— Task to carry out —
Write out the entries once more, exactly as they appear.

Records excerpted from a collection:
=====

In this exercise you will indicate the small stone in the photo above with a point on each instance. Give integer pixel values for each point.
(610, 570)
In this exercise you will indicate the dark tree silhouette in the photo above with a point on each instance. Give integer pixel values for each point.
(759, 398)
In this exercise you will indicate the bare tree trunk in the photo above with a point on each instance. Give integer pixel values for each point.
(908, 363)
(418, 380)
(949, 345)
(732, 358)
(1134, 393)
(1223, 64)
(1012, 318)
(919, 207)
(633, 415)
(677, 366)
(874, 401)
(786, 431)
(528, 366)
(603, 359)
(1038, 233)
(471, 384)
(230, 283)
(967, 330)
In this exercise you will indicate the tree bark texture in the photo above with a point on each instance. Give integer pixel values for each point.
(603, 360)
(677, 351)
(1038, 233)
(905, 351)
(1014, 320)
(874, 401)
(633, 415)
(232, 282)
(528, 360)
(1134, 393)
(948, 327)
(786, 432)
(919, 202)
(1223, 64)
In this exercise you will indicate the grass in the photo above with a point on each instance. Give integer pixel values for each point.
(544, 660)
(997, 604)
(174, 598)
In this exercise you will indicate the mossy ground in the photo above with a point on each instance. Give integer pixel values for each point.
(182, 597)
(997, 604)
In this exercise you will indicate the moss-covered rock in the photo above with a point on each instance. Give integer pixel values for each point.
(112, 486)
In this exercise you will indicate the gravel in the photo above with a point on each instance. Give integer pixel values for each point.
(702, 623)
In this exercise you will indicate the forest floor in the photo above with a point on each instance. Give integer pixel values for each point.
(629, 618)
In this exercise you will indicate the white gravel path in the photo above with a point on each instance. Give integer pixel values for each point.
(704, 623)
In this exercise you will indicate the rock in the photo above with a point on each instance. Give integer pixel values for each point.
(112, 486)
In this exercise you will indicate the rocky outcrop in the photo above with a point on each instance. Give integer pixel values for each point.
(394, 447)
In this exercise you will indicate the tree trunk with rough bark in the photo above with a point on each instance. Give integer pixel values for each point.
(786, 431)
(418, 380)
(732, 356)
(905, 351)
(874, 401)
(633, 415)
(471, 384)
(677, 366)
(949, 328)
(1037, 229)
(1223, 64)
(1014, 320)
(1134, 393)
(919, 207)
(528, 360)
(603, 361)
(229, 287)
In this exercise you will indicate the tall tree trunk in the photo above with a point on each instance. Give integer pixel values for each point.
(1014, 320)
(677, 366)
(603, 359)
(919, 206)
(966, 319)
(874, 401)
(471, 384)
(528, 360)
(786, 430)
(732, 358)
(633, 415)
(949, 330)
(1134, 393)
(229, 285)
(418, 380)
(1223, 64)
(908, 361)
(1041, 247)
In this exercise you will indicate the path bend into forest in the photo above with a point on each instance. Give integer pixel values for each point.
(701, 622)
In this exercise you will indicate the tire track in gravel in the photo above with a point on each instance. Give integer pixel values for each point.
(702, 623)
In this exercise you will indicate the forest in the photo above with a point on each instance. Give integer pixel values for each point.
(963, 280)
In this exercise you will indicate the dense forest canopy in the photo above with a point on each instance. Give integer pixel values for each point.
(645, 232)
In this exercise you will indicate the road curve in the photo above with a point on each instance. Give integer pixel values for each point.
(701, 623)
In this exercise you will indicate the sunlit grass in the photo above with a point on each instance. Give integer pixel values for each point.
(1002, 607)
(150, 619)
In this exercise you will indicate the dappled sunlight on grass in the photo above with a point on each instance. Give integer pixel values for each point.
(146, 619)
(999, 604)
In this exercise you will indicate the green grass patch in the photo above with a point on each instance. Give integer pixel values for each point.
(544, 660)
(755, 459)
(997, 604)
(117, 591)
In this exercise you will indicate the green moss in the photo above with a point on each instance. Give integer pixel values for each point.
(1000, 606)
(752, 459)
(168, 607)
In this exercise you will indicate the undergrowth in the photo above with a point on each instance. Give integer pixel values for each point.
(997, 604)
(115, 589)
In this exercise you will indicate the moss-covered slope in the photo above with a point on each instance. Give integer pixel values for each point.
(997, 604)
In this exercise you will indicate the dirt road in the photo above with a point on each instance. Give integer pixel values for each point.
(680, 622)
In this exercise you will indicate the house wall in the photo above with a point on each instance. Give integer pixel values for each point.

=====

— The completed task —
In this exercise you will indicate the small stone in the photo above with a point on each instance. Give integer pixel values for each point.
(610, 570)
In this exercise you will indicate the dark tree silhouette in the photo above with a point on each instance. Give integer pixel values for each point.
(759, 398)
In this exercise you will indicate the bare tree trunk in the photo above with a point on each instance. Give integer pixel values for each point.
(908, 363)
(418, 380)
(949, 345)
(732, 358)
(1134, 393)
(1223, 64)
(1012, 318)
(919, 207)
(633, 415)
(677, 366)
(874, 401)
(786, 431)
(528, 366)
(603, 359)
(1038, 233)
(471, 384)
(230, 283)
(967, 330)
In this exercise you will indicate the tree bark texture in the photo above with a point on each instance. Give integer pixel values for each point.
(603, 360)
(677, 351)
(1038, 233)
(905, 351)
(1014, 320)
(874, 401)
(633, 415)
(232, 282)
(528, 360)
(1134, 393)
(948, 327)
(786, 432)
(919, 202)
(1223, 64)
In this exercise you will indicate the grass in the photo above with a point on each instance. Give integer pixel values for each point.
(544, 660)
(997, 604)
(174, 598)
In this exercise you will indicate the mossy ground in the photo above with a point on each instance. Give integer pixel values for each point.
(182, 597)
(997, 604)
In this exercise you will indicate the moss-covered rock in the photo above with a point on each instance. Give integer pixel values for each point.
(112, 486)
In this exercise you will indicate the gravel in the photo above with a point on each instance. Give integer pixel values for each point.
(702, 623)
In this exercise you will indicate the forest floor in the photo above with a point on each instance. Give integer pixel values for each point.
(629, 618)
In this exercise you will indicate the white gravel path in the photo above with a point on each instance. Give integer pixel values for each point.
(704, 623)
In this exercise you will indicate the rock in the photo above with a point on each instance. Give integer pixel values for each point.
(112, 486)
In this exercise you will indicate the rocky outcrop in the photo above with a point on each instance. Give integer pixel values for each point.
(394, 447)
In this exercise you will indicate the tree trunk with rough bark in the photo above with a point on each instance. Give integer pixel values for each point.
(786, 431)
(418, 380)
(732, 356)
(905, 351)
(874, 401)
(633, 415)
(471, 384)
(677, 366)
(949, 328)
(1037, 229)
(1223, 64)
(1014, 320)
(1134, 393)
(919, 207)
(528, 360)
(603, 361)
(229, 287)
In this exercise you will indicate the tall tree trunk in the photo above with a point on each instance. Give integer pixel values for each point.
(1014, 320)
(677, 366)
(603, 359)
(919, 206)
(966, 319)
(874, 401)
(471, 384)
(528, 360)
(786, 430)
(732, 358)
(633, 415)
(949, 330)
(1134, 393)
(229, 285)
(418, 380)
(1223, 64)
(908, 361)
(1041, 247)
In this exercise you will indicate the path bend into forest in the photo above with a point on each instance. Give integer pixel values for each point.
(701, 622)
In this exercise you will indicate the tire track in gravel in the photo above with a point on each instance. Give integer pixel values for each point.
(702, 623)
In this exercise you will indicate the forest in the photo above with a point on each instance. Give integer pixel values for each point.
(963, 280)
In this exercise you will indicate the dense forest canopy in the photo above with a point on each instance. Give integer pixel values for each point.
(645, 232)
In this exercise you will indicate the road curve in the photo above with a point on each instance. Give integer pixel values for each point.
(701, 623)
In this exercise you will indicate the sunlit grass in the photo above with a point on each instance. Give integer pixel values for each point.
(1002, 607)
(150, 619)
In this exercise you will indicate the dappled sunlight on grass in the photo above with a point on each instance. Give integer pixel values for each point.
(146, 619)
(999, 604)
In this exercise you will indicate the green grass patch in the photo above with a point on each instance. Give integer pixel values for each point.
(544, 660)
(755, 459)
(997, 604)
(117, 591)
In this exercise you will indicate the green moss in the photo above with a point on each instance. Give integer pixel values for each point.
(1000, 606)
(752, 459)
(168, 607)
In this exercise you will indicate the undergrowth in the photo above with a point on each instance. Give integer pixel values for each point.
(997, 604)
(115, 589)
In this exercise you will indicate the moss-covered slope in the photo above with a point on each instance. Give integer pixel values for each point.
(997, 604)
In this exercise you will indicate the dirt road in the photo above with a point on each instance. Give integer pixel values for each point.
(680, 622)
In this exercise you will indicate the house wall in the photo above with a point on each instance. Give integer pixel values for each point.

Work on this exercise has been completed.